Passage for review:
------

Saturday, February 11, 2012

Day of the Dolphin



The film Day of the Dolphin is inspired by Lilly's work on dolphin intelligence. In the film the dolphins are trained by a 'good' scientist then 'kidnapped' to be used to kill the US President. The Simpons parody the film and undo the anthropocentrism by showing intelligent dolphins invading land and wrecking havoc on humanity. This then became a video game but which, alas, became anthropocentric as gamers play as the human characters to beat back the dolphins. When do we get to join the animal revolution?! And when do we get to undermine the head of state?

Neanderthals challenge humanism



The walls of the humanist subject turn out to be rather porous. 

We are part Neanderthal or as as Riel-Salvatore says “Recent sequencing of ancient Neanderthal DNA indicates that Neanderthal genes make up from 1 to 4 percent of the genome of modern populations – especially those of European descent. While they disappeared as a distinctive form of humanity, they live on in our genes." 

The oldest works of art are not by humans, but by neanderthals. Anthropologists have found neanderthal paintings of seals on a cave in Spain's Costa del Sol dating from approx. 40,000 BCE. Scientist Jose Luis Sanchidrian describes it as a "bombshell" to how we think about culture.

Monday, February 6, 2012

Animals are better than you

So many animals with such capacities outstripping us. Don't mind the laugh track in the video... it is the uncomfortable laugh of those who know their end is near.



Sunday, January 22, 2012

Octopus is a force to be reckoned with

Camo: "Two deep-ocean species of cephalopod, an octopus and a squid, can go from transparent to opaque in the blink of an eye, a new study finds." (active camouflage)

Smarts: despite a walnut size brain (distributed through its arms and head), the octopus displays tool use and play and some basic language skills.

Technology: manipulates stones and shells for tools.

Thursday, January 19, 2012

Seals have dark eyes... an abyss of revolution


Thanks to Tali Ford for pointing to me this un/cute song about seals with some great lyrics including:

you've taken to hanging out on that rock about a mile from shore
given what I know about that rock mainly that it's populated by seals
I strongly suggest to you that you not hang out there anymore
'cause the seal is a wily and a vicious creature
and the seal will bite you if you give him half a chance
yeah the seal has a mind set on violence
and the seal is the sworn enemy of man

Long live the revolution.

Thursday, January 12, 2012

Animal forgetting...outside of history


I'm working through Nietzsche's Untimely Meditations II
Here is a wonderful moment from chapter 1:

Consider the herds that are feeding yonder: they know not the meaning of yesterday or to-day; they graze and ruminate, move or rest, from morning to night, from day to day, taken up with their little loves and hates, at the mercy of the moment, feeling neither melancholy nor satiety. Man cannot see them without regret, for even in the pride of his humanity he looks enviously on the beast's happiness. He wishes simply to live without satiety or pain, like the beast; yet it is all in vain, for he will not change places with it. He may ask the beast—"Why do you look at me and not speak to me of your happiness?" The beast wants to answer—"Because I always forget what I wished to say": but he forgets this answer too, and is silent; and the man is left to wonder.

[a bit further on]
Thus the beast lives unhistorically, for it gets up in the present like a number without any odd fraction left over; it does not know how to play a part, hides nothing, and appears in each moment exactly and entirely what it is.  ... However, with the smallest and with the greatest good fortune, happiness becomes happiness in the same way: through forgetting or, to express the matter in a more scholarly fashion, through the capacity, for as long as the happiness lasts, to sense things unhistorically.

------

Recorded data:
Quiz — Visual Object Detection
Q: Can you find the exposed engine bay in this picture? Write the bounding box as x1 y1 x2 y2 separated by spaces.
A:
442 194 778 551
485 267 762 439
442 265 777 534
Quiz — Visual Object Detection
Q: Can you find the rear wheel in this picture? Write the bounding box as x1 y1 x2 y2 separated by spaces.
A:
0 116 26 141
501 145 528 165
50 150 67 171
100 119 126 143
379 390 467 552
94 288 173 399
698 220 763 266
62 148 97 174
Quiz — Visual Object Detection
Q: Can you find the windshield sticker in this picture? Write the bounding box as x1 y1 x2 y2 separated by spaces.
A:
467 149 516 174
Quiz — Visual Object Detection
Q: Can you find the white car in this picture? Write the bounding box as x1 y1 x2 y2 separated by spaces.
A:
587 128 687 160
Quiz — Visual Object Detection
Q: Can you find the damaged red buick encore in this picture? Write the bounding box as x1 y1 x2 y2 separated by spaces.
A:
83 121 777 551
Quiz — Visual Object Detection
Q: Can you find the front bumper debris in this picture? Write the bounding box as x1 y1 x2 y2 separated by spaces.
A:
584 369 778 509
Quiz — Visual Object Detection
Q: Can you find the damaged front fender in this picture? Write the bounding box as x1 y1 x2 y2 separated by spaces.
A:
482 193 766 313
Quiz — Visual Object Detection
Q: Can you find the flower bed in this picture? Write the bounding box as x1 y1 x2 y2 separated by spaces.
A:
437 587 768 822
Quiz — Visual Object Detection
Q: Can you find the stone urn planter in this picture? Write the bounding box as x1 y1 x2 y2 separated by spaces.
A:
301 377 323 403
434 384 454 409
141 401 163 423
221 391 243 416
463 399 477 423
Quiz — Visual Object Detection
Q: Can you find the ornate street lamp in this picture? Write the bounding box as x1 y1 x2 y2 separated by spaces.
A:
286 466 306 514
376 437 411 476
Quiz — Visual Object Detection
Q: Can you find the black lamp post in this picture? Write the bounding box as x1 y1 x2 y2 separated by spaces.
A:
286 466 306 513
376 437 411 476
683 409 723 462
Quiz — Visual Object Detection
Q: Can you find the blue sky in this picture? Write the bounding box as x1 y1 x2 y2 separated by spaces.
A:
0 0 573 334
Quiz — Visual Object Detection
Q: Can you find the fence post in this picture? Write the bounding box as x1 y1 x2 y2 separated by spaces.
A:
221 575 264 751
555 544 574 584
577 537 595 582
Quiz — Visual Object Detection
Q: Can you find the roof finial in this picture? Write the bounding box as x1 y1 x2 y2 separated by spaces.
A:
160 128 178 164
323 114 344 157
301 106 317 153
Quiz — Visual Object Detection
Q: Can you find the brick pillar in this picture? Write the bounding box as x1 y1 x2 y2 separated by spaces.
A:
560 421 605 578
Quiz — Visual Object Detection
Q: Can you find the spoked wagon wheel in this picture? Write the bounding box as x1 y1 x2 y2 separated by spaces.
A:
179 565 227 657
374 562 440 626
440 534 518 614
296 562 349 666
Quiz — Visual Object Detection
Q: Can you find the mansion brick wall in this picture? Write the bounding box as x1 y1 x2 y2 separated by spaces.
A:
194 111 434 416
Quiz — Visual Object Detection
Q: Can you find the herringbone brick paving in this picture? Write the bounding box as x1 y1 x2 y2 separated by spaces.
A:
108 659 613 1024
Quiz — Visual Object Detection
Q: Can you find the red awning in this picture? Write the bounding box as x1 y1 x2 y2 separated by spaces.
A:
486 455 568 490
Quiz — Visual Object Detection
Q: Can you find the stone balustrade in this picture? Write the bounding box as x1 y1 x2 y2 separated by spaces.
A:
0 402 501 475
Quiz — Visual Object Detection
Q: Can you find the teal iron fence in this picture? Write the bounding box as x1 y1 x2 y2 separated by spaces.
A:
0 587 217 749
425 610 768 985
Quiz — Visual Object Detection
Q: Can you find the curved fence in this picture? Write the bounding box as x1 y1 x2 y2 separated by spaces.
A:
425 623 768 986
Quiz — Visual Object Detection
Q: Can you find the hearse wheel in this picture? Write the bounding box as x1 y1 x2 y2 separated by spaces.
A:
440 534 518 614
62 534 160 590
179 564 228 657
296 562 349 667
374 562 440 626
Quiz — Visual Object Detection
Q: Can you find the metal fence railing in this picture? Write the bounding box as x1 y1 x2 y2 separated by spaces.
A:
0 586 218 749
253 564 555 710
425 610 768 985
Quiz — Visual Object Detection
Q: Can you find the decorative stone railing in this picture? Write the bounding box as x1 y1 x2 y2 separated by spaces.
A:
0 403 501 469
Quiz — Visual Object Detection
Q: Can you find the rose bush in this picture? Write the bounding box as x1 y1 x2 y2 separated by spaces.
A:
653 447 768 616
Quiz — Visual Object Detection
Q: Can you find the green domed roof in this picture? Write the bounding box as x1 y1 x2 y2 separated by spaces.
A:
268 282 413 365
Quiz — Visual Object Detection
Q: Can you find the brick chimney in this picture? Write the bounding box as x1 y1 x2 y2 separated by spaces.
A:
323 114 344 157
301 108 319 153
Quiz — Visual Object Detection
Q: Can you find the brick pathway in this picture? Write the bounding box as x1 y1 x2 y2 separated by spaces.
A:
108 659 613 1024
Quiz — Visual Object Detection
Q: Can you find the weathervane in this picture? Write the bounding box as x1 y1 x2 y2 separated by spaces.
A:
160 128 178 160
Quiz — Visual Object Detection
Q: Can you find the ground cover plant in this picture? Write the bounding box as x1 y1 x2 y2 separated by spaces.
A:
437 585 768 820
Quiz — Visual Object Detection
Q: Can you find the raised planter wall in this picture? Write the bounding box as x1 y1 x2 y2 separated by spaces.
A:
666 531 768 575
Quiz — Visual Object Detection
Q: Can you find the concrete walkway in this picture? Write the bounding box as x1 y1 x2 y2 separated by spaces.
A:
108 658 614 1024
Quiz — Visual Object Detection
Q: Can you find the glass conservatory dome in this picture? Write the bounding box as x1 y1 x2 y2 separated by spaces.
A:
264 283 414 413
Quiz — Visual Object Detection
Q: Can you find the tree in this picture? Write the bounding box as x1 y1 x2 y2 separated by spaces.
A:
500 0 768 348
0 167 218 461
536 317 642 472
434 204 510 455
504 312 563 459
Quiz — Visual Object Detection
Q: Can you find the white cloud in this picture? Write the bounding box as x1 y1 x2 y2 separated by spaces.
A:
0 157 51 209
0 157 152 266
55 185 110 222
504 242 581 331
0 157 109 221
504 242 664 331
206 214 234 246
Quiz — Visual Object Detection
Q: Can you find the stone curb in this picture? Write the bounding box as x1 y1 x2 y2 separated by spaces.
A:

------

Could you reproduce the animal blog posts word for word, everything from "Neanderthals challenge humanism" down to "think about culture."? The records were taken from a separate source unrelated to the animal blog posts.

Answer section:
Neanderthals challenge humanism



The walls of the humanist subject turn out to be rather porous. 

We are part Neanderthal or as as Riel-Salvatore says “Recent sequencing of ancient Neanderthal DNA indicates that Neanderthal genes make up from 1 to 4 percent of the genome of modern populations – especially those of European descent. While they disappeared as a distinctive form of humanity, they live on in our genes." 

The oldest works of art are not by humans, but by neanderthals. Anthropologists have found neanderthal paintings of seals on a cave in Spain's Costa del Sol dating from approx. 40,000 BCE. Scientist Jose Luis Sanchidrian describes it as a "bombshell" to how we think about culture.